TASK. Retype every one of the following records line by line, reproducing each character without alteration.

-------------------------

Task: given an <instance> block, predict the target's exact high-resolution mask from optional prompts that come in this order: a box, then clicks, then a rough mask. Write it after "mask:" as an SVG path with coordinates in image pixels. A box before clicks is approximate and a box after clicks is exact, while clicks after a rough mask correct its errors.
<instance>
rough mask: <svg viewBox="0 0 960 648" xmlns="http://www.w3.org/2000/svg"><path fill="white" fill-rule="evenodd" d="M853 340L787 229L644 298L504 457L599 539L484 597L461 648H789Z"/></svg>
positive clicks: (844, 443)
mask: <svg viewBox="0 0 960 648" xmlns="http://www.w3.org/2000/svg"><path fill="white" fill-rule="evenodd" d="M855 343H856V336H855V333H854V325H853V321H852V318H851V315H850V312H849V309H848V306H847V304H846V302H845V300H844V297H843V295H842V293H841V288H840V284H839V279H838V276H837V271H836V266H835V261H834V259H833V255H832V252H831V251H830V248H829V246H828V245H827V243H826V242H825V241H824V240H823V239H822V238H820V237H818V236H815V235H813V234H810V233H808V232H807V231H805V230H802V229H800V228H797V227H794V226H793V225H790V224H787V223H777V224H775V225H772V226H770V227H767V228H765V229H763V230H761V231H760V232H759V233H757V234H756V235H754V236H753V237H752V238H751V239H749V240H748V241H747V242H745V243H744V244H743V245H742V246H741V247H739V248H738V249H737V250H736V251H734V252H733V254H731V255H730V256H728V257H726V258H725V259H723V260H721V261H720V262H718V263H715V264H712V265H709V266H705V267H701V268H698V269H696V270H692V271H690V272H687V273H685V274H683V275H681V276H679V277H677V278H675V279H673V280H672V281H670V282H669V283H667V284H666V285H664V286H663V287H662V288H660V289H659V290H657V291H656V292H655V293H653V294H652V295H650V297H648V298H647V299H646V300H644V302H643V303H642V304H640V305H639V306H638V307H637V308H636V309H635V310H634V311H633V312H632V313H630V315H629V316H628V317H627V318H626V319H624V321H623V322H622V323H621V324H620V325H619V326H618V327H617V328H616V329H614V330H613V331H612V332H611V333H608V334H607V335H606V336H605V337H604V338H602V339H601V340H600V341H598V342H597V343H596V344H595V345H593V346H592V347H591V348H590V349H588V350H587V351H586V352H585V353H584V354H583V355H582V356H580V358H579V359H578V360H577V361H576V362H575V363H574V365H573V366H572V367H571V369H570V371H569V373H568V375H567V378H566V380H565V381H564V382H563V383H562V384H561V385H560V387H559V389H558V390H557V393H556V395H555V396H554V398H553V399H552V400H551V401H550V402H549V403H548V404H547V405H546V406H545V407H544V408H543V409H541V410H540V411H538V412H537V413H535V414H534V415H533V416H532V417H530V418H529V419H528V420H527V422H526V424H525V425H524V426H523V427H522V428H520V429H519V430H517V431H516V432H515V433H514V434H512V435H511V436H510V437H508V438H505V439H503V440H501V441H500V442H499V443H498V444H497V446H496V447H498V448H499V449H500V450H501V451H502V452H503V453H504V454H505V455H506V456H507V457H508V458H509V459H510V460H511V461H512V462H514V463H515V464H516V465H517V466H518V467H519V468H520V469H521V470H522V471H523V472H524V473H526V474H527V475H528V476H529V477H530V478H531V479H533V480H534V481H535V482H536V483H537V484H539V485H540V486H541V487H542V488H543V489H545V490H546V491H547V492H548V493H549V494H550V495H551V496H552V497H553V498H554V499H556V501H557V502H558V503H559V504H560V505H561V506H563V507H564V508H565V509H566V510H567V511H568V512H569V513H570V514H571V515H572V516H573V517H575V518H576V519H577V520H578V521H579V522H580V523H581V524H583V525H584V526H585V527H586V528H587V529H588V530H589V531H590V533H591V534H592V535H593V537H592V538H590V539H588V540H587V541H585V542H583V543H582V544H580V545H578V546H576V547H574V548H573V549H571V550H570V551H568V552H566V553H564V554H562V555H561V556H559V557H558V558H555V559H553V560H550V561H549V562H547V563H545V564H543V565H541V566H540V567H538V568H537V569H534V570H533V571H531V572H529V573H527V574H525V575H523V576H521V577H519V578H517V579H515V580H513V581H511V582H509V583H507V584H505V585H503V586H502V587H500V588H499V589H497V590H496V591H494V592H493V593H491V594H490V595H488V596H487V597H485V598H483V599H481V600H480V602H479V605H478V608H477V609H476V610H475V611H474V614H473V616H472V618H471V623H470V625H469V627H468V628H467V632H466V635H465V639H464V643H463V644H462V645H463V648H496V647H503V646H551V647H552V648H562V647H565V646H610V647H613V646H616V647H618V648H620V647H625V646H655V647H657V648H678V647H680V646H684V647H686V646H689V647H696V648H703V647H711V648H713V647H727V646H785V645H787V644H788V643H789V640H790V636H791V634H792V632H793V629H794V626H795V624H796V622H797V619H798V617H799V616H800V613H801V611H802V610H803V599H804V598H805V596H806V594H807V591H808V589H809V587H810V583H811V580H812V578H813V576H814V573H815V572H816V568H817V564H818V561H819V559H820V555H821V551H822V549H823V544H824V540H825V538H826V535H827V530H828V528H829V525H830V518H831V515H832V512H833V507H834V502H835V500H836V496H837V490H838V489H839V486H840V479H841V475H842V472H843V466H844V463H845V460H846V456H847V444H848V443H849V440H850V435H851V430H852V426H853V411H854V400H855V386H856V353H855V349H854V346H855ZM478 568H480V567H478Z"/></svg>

-------------------------

RESULT BELOW.
Task: given an <instance> block, predict the target's exact high-resolution mask from optional prompts that come in this order: a box, then clicks, then a rough mask. Write it after "mask:" as an SVG path with coordinates in image pixels. A box before clicks is approximate and a box after clicks is exact, while clicks after a rough mask correct its errors.
<instance>
rough mask: <svg viewBox="0 0 960 648" xmlns="http://www.w3.org/2000/svg"><path fill="white" fill-rule="evenodd" d="M853 340L787 229L644 298L504 457L599 539L484 597L461 648H789Z"/></svg>
positive clicks: (844, 443)
mask: <svg viewBox="0 0 960 648" xmlns="http://www.w3.org/2000/svg"><path fill="white" fill-rule="evenodd" d="M855 343H856V336H855V333H854V325H853V321H852V318H851V315H850V312H849V309H848V306H847V304H846V302H845V300H844V297H843V295H842V293H841V288H840V284H839V279H838V276H837V271H836V266H835V261H834V259H833V255H832V252H831V251H830V248H829V246H828V245H827V243H826V242H825V241H824V240H823V239H822V238H820V237H818V236H815V235H813V234H810V233H808V232H807V231H805V230H802V229H800V228H797V227H794V226H793V225H790V224H787V223H777V224H775V225H772V226H770V227H767V228H765V229H763V230H761V231H760V232H759V233H757V234H756V235H754V236H753V237H752V238H751V239H749V240H748V241H747V242H745V243H744V244H743V245H742V246H741V247H739V248H738V249H737V250H736V251H734V252H733V254H731V255H730V256H728V257H726V258H725V259H723V260H721V261H720V262H718V263H715V264H712V265H709V266H705V267H701V268H698V269H696V270H692V271H690V272H687V273H685V274H683V275H681V276H679V277H677V278H675V279H673V280H672V281H670V282H669V283H667V284H666V285H664V286H663V287H662V288H660V289H659V290H657V291H656V292H655V293H653V294H652V295H650V297H648V298H647V299H646V300H644V302H643V303H642V304H640V305H639V306H638V307H637V308H636V309H635V310H634V311H633V312H632V313H630V315H629V316H628V317H627V318H626V319H624V321H623V322H622V323H621V324H620V325H619V326H618V327H617V328H616V329H614V330H613V331H612V332H611V333H608V334H607V335H606V336H605V337H604V338H602V339H601V340H600V341H598V342H597V343H596V344H595V345H593V346H592V347H591V348H590V349H588V350H587V351H586V352H585V353H584V354H583V355H582V356H580V358H579V359H578V360H577V361H576V362H575V363H574V365H573V366H572V367H571V369H570V371H569V373H568V375H567V378H566V380H565V381H564V382H563V383H562V384H561V385H560V387H559V389H558V390H557V393H556V395H555V396H554V398H553V399H552V400H551V401H550V402H549V403H548V404H547V405H546V406H545V407H544V408H543V409H541V410H540V411H538V412H537V413H535V414H534V415H533V416H532V417H530V418H529V419H528V420H527V422H526V424H525V425H524V426H523V427H522V428H520V429H519V430H517V431H516V432H515V433H514V434H512V435H511V436H510V437H508V438H505V439H503V440H501V441H500V442H499V443H498V444H497V446H496V447H498V448H499V449H500V450H501V451H502V452H503V453H504V454H505V455H506V456H507V457H508V458H509V459H510V460H511V461H512V462H514V463H515V464H516V465H517V466H518V467H519V468H520V469H521V470H522V471H523V472H524V473H526V474H527V475H528V476H529V477H530V478H531V479H533V480H534V481H535V482H536V483H537V484H539V485H540V486H541V487H542V488H543V489H545V490H546V491H547V492H548V493H549V494H550V495H551V496H552V497H553V498H554V499H556V501H557V502H558V503H559V504H560V505H561V506H563V507H564V508H565V509H566V510H567V511H568V512H569V513H570V514H571V515H572V516H573V517H575V518H576V519H577V520H578V521H579V522H580V523H581V524H583V525H584V526H585V527H586V528H587V529H588V530H589V531H590V533H591V534H592V535H593V537H592V538H590V539H588V540H587V541H585V542H583V543H582V544H580V545H578V546H576V547H574V548H573V549H571V550H570V551H568V552H566V553H564V554H562V555H561V556H559V557H558V558H555V559H553V560H550V561H549V562H547V563H545V564H543V565H541V566H540V567H538V568H537V569H534V570H533V571H531V572H529V573H527V574H525V575H523V576H521V577H519V578H517V579H515V580H513V581H511V582H509V583H507V584H505V585H503V586H502V587H500V588H499V589H497V590H496V591H494V592H493V593H491V594H490V595H488V596H487V597H485V598H483V599H481V600H480V602H479V605H478V608H477V609H476V610H475V611H474V614H473V616H472V618H471V623H470V625H469V627H468V628H467V632H466V635H465V639H464V643H463V644H462V645H463V648H496V647H503V646H551V647H552V648H562V647H565V646H610V647H613V646H616V647H618V648H620V647H625V646H655V647H657V648H678V647H680V646H684V647H686V646H689V647H696V648H703V647H711V648H713V647H727V646H785V645H787V644H788V643H789V640H790V636H791V634H792V632H793V629H794V626H795V624H796V622H797V619H798V617H799V616H800V613H801V611H802V610H803V599H804V598H805V596H806V594H807V591H808V589H809V587H810V583H811V580H812V578H813V576H814V573H815V572H816V568H817V564H818V561H819V559H820V555H821V551H822V549H823V544H824V540H825V538H826V535H827V530H828V528H829V525H830V518H831V515H832V512H833V507H834V502H835V500H836V496H837V490H838V489H839V486H840V479H841V475H842V472H843V466H844V463H845V460H846V456H847V444H848V443H849V440H850V435H851V430H852V426H853V411H854V400H855V386H856V353H855V349H854V346H855ZM478 568H480V567H478Z"/></svg>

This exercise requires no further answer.